*** Begin section ***

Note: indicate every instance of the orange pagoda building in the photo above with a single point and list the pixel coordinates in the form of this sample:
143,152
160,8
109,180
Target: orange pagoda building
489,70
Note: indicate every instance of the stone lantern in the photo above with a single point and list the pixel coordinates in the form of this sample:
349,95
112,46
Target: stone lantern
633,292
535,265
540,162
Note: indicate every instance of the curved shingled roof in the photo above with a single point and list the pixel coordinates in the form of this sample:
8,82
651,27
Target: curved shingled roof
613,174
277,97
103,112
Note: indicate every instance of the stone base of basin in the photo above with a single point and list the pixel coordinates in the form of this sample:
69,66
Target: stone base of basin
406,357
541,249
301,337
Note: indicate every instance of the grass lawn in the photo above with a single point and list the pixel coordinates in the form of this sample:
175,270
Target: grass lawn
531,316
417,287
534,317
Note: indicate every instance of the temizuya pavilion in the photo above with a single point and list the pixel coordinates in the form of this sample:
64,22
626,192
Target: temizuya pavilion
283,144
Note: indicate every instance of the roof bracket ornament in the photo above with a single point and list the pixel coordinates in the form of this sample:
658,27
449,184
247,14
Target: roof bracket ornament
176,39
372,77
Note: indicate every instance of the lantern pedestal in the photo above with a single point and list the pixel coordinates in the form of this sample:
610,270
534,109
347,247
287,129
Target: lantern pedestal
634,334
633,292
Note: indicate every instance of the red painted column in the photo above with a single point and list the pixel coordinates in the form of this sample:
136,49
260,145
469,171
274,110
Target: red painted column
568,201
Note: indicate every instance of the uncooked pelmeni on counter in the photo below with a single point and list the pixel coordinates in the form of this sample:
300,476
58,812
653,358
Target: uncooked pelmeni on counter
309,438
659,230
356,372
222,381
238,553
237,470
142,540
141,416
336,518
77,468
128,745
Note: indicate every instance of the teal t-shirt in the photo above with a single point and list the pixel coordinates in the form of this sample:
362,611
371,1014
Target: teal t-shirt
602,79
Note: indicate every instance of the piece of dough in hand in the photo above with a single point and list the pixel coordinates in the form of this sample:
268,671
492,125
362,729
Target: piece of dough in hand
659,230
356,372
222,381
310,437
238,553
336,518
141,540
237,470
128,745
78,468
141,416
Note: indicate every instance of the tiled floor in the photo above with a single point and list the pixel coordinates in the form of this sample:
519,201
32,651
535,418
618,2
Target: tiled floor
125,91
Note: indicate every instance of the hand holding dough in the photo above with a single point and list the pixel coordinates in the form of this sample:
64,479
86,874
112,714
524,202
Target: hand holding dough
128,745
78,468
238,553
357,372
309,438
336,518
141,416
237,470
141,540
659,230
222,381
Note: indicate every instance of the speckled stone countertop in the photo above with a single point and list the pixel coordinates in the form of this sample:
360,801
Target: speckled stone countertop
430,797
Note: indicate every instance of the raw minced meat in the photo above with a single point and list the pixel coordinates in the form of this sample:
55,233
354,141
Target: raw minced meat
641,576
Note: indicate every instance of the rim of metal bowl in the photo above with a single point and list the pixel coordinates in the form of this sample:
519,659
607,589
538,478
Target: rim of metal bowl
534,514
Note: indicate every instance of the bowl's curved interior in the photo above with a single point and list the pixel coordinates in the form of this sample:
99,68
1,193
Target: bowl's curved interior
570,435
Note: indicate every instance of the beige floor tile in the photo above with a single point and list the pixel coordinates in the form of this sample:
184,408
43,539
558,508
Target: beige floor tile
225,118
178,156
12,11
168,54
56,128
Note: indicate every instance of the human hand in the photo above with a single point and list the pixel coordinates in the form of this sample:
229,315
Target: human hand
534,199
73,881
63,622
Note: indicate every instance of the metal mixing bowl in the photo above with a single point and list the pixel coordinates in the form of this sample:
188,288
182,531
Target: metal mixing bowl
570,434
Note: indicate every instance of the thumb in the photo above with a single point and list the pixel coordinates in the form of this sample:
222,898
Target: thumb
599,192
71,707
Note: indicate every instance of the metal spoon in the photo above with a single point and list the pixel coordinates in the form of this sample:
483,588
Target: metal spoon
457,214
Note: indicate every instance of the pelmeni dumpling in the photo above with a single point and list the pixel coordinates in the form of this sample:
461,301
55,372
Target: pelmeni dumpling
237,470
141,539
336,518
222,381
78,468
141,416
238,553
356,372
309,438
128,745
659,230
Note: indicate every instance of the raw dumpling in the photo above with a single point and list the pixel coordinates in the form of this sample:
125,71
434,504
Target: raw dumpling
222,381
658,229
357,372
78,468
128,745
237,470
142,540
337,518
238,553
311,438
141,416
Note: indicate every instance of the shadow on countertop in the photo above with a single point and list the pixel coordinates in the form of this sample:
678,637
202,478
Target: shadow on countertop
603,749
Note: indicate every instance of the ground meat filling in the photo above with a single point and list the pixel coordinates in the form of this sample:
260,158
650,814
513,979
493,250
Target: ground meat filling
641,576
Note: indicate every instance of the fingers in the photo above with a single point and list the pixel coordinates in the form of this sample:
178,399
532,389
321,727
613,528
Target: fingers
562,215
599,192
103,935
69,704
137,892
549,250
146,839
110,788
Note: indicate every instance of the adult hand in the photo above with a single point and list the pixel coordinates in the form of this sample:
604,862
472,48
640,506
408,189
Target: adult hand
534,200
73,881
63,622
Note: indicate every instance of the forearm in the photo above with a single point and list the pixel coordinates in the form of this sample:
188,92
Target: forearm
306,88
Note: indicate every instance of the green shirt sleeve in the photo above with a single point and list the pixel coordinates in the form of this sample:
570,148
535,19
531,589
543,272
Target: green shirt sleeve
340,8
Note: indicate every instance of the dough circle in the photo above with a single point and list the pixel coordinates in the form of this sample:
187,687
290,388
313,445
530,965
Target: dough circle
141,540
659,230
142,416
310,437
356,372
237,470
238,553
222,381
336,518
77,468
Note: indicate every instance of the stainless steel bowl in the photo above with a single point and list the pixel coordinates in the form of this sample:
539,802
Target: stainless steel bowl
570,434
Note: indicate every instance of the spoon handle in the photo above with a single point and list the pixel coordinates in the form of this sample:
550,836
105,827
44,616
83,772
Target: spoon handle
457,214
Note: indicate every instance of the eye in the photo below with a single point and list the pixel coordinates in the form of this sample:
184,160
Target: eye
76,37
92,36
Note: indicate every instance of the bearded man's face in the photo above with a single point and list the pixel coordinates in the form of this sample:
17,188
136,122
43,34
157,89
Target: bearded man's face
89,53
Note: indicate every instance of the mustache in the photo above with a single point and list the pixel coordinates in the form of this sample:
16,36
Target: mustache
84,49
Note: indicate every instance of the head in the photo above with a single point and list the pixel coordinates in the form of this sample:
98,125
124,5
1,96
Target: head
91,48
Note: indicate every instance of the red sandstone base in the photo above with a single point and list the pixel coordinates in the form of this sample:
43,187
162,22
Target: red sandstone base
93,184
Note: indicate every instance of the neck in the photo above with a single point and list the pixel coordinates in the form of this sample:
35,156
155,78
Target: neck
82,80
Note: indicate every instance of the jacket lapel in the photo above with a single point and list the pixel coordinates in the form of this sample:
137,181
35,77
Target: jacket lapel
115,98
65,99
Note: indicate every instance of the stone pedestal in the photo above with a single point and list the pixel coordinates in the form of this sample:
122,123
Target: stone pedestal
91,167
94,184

*** End section ***

What you are asked to do: A word-for-word copy of all the entries is required.

Answer space:
Note: indicate every instance of the orange pagoda building in the photo above with a single point and list the pixel coordinates in the form of this sample:
143,152
160,8
109,180
Target: orange pagoda building
489,70
Note: indicate every instance of the stone lantern in the photo above with a single point and list the pixel coordinates in the form of this sample:
349,95
112,46
Target: stone lantern
633,292
535,265
540,162
Note: indicate every instance of the curved shingled roof in the photo above with a single point and list the pixel coordinates in the form of this sample:
8,82
651,27
Target: curved shingled roof
613,174
277,97
103,112
Note: indicate every instance of the stone base of basin in the photo above with a single point and list the pixel coordinates in the form of this sample:
69,66
Target: stone base of basin
406,357
541,249
301,337
Note: indicate every instance of the grass lawn in the photo above with a single point and list the pixel coordinates in the form of this sample:
175,270
Target: grass lawn
531,316
417,287
534,317
Note: indicate every instance of the temizuya pavilion in the photo above with a single point and list the pixel coordinates in the form of this sample:
64,22
626,192
Target: temizuya pavilion
283,144
Note: indicate every instance of the roof bracket ornament in the photo above with a single point and list the pixel coordinates in the form of this sample:
658,27
449,184
247,14
Target: roof bracket ornament
176,39
372,77
Note: indicate every instance of the lantern pedestal in the photo above with a single point and list the pixel coordinates in the form of this sample:
610,270
534,109
347,247
287,129
Target: lantern pedestal
634,334
633,292
Note: indicate every instance of the red painted column in the photo above with a single point and list the pixel coordinates in the form of this sample:
136,49
260,145
469,171
274,110
Target: red painted column
568,201
Note: indicate every instance of the uncooked pelmeni on counter in the photo below with a single point and list the pixel coordinates in the form of this sample:
300,476
58,812
653,358
Target: uncooked pelmeni on counter
309,438
659,230
356,372
222,381
238,553
237,470
142,540
141,416
336,518
77,468
128,745
Note: indicate every instance of the teal t-shirt in the photo above with a single point and list the pixel coordinates in the form of this sample:
362,611
371,1014
Target: teal t-shirt
602,79
Note: indicate every instance of the piece of dough in hand in the photo above with a single point and list the pixel coordinates in the form of this sample:
268,671
492,125
362,729
Target: piece of dough in hand
659,230
356,372
222,381
310,437
238,553
336,518
141,540
237,470
128,745
78,468
141,416
Note: indicate every instance of the tiled floor in the photo above with a single point and list the pixel coordinates in the form of this sample:
519,201
32,651
535,418
618,2
Target: tiled floor
125,91
Note: indicate every instance of the hand holding dough in the photo above with a single point and list the pixel coordinates in the form of this sample:
64,479
86,874
112,714
524,202
Target: hand holding dough
128,745
78,468
238,553
357,372
309,438
336,518
141,416
237,470
141,540
659,230
222,381
Note: indicate every instance of the speckled stone countertop in the photo above with a single point and list the pixel coordinates in the form of this sample:
360,801
Target: speckled stone countertop
430,797
Note: indicate every instance of the raw minced meat in the photo above with a single point and list the pixel coordinates in the form of this sample:
55,233
354,141
Target: raw minced meat
641,576
Note: indicate every instance of the rim of metal bowl in the photo above with a single point and list the pixel coordinates in the form of this sample:
519,659
607,589
538,478
Target: rim of metal bowl
534,514
Note: indicate every instance of the bowl's curved interior in the photo above with a single point and list the pixel coordinates in the form of this sample:
99,68
1,193
Target: bowl's curved interior
570,435
Note: indicate every instance of the beige floor tile in the photo above with a single point and list the pixel coordinates in the form of this sample:
184,408
43,539
558,508
Target: beige floor tile
225,118
178,156
12,11
168,54
56,128
Note: indicate every instance of the human hand in the photo above with a single point and list the pixel coordinates in the form of this sample:
229,315
Target: human hand
534,199
73,881
63,622
Note: indicate every instance of the metal mixing bowl in the photo above with a single point and list the pixel coordinates in the form of this sample:
188,288
182,531
Target: metal mixing bowl
570,434
Note: indicate every instance of the thumb in the photo above with a single point and list the pixel coordinates in the form of this sample:
222,898
Target: thumb
599,192
71,707
Note: indicate every instance of the metal spoon in the photo above with a single point and list the pixel coordinates in the form of this sample:
483,588
Target: metal spoon
457,214
Note: indicate every instance of the pelmeni dumpling in the photo above with a single point and list the pixel coordinates in the form of this sample:
461,301
55,372
Target: pelmeni dumpling
237,470
141,539
336,518
222,381
78,468
141,416
238,553
356,372
309,438
128,745
659,230
Note: indicate every instance of the raw dumpling in the photo above with a single point and list the pixel coordinates in the form of this sample:
125,71
434,504
Target: raw dumpling
222,381
658,229
357,372
78,468
128,745
237,470
142,540
337,518
238,553
311,438
141,416
Note: indicate every instance of the shadow on countertop in the photo above with a single point and list the pixel coordinates in the form of this sample:
678,637
202,478
Target: shadow on countertop
603,749
Note: indicate every instance of the ground meat filling in the photo above with a single point and list the pixel coordinates in the form of this sample:
260,158
650,814
513,979
493,250
Target: ground meat filling
641,576
Note: indicate every instance of the fingers in the photo above with a single point and list the pixel coordinates in the form of this sample:
178,399
532,389
321,727
613,528
Target: fingers
562,215
599,192
103,935
69,704
137,892
549,250
146,839
110,788
Note: indicate every instance of the adult hand in the photo above with a single point and list the pixel coordinates in the form of this sample:
604,862
472,48
640,506
408,189
Target: adult hand
534,200
73,881
63,622
Note: indicate every instance of the forearm in the photo above with a single point and list the pixel coordinates in the form of this sample:
188,92
Target: forearm
306,88
Note: indicate every instance of the green shirt sleeve in the photo above with a single point and list the pixel coordinates in the form of this sample:
570,148
535,19
531,589
543,272
Target: green shirt sleeve
340,8
Note: indicate every instance of the dough circle in the photo above with a single point and list the pixel coordinates in the form of this sample:
187,687
290,388
313,445
530,965
Target: dough circle
141,540
659,230
142,416
310,437
356,372
237,470
238,553
222,381
336,518
77,468
Note: indicate every instance of the stainless steel bowl in the photo above with a single point and list the pixel coordinates in the form of this sample:
539,802
Target: stainless steel bowl
570,434
Note: indicate every instance of the spoon handle in the photo above with a single point and list the pixel coordinates in the form of this sample:
550,836
105,827
44,616
83,772
Target: spoon handle
457,214
Note: indicate every instance of the eye in the photo below with a single point and list the pixel coordinates in the form of this sample:
184,160
Target: eye
76,37
92,36
Note: indicate every instance of the bearded man's face in the photo above with a single point and list the pixel coordinates in the form of this sample:
17,188
136,122
43,34
157,89
Target: bearded man's face
89,53
Note: indicate every instance of the mustache in the photo above with a single point and list the pixel coordinates in the form of this sample:
16,36
Target: mustache
84,49
Note: indicate every instance of the head in the photo above with a single point and list the pixel coordinates in the form of this sample:
98,125
124,5
1,96
Target: head
91,48
Note: indicate every instance of the red sandstone base in the photo above with a single point and list the pixel coordinates in the form of this sample:
43,187
162,22
Target: red sandstone base
93,184
Note: indicate every instance of the neck in the photo above with a single point and list the pixel coordinates in the form of this sample:
35,156
155,78
Target: neck
82,80
Note: indicate every instance of the jacket lapel in the photo above with a single point and list the pixel coordinates in the form of this sample:
137,181
35,77
Target: jacket lapel
115,98
65,99
Note: indicate every instance of the stone pedestal in the photo above with a single point and list the pixel coordinates in the form of this sample:
122,123
Target: stone pedestal
91,167
94,184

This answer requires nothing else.